> _What to do_
Within the material below, locate the line with "q=shower curtain rod" and the line with "q=reflected light fixture", then return those two lines and all lines between them, exactly as written.

Start of Input data

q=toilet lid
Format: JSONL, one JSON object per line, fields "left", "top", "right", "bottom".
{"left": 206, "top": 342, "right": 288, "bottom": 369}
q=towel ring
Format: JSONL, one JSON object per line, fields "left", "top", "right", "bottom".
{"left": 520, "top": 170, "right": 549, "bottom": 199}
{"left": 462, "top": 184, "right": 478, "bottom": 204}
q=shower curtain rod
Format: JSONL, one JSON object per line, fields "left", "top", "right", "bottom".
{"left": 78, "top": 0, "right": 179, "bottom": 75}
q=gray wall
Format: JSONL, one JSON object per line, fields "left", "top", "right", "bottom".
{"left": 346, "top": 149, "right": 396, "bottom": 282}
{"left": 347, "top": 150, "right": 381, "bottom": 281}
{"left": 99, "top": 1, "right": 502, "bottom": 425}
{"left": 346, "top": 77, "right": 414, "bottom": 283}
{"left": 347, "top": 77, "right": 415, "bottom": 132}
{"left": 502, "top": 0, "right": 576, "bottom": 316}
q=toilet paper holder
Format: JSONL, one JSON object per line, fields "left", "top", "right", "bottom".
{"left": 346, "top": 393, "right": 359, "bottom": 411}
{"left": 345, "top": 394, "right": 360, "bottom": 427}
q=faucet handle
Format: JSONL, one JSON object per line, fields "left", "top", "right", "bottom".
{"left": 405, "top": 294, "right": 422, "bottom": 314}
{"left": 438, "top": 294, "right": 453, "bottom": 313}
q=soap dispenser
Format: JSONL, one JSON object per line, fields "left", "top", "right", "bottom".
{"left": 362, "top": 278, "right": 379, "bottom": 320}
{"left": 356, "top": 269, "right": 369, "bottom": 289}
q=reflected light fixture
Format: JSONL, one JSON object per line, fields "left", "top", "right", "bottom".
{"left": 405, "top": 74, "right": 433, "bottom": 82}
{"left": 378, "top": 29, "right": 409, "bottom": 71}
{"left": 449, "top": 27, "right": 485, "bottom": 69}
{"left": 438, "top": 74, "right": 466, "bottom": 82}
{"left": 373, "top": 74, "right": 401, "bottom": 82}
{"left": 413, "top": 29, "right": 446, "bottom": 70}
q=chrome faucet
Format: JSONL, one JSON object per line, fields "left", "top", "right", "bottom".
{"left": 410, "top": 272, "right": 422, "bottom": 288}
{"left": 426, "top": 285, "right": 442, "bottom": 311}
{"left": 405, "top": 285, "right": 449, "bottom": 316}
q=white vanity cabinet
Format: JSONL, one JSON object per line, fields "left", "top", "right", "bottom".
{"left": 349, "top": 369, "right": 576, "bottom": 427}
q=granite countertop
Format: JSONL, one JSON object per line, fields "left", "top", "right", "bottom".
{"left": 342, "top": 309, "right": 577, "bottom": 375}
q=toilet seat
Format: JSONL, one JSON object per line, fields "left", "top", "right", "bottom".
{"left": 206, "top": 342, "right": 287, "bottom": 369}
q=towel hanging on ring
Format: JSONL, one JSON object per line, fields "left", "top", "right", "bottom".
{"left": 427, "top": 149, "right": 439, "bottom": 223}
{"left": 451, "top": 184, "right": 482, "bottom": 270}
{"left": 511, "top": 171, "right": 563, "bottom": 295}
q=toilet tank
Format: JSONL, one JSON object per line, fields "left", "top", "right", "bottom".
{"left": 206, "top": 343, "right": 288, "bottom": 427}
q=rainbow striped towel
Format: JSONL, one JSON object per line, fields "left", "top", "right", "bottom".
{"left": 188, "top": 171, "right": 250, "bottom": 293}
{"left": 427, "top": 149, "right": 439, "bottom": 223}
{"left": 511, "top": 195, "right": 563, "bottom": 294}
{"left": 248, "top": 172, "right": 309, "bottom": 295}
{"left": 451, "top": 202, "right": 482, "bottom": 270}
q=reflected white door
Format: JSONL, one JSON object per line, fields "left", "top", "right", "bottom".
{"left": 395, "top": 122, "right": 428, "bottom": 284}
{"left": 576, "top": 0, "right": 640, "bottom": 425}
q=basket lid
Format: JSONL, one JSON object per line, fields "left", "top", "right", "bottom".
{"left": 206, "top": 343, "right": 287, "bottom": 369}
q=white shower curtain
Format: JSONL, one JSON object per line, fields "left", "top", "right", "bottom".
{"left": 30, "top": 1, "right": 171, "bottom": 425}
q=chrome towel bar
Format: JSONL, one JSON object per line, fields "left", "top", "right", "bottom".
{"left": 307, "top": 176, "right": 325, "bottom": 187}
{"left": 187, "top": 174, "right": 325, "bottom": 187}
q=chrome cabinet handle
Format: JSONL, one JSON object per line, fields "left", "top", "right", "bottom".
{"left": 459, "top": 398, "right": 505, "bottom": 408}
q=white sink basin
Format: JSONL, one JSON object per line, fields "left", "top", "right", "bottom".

End of Input data

> _Solved exercise_
q=shower curtain rod
Format: JSONL, one JSON object per line, fields "left", "top", "right", "bottom".
{"left": 78, "top": 0, "right": 179, "bottom": 75}
q=gray wall
Format: JSONL, one JSON object per line, fields "left", "top", "right", "bottom".
{"left": 346, "top": 149, "right": 396, "bottom": 282}
{"left": 347, "top": 150, "right": 381, "bottom": 281}
{"left": 99, "top": 1, "right": 502, "bottom": 425}
{"left": 346, "top": 77, "right": 414, "bottom": 283}
{"left": 347, "top": 77, "right": 415, "bottom": 132}
{"left": 502, "top": 0, "right": 576, "bottom": 316}
q=toilet paper holder
Format: JSONL, one JSON object per line, fields "left", "top", "right", "bottom".
{"left": 346, "top": 393, "right": 359, "bottom": 411}
{"left": 345, "top": 394, "right": 360, "bottom": 427}
q=faucet handle
Format: JSONL, one JSON object per line, fields "left", "top", "right", "bottom".
{"left": 405, "top": 294, "right": 422, "bottom": 314}
{"left": 438, "top": 294, "right": 453, "bottom": 313}
q=soap dispenser
Format: JSONL, one JSON object per line, fields "left", "top", "right", "bottom".
{"left": 362, "top": 278, "right": 379, "bottom": 320}
{"left": 356, "top": 269, "right": 369, "bottom": 289}
q=reflected light fixture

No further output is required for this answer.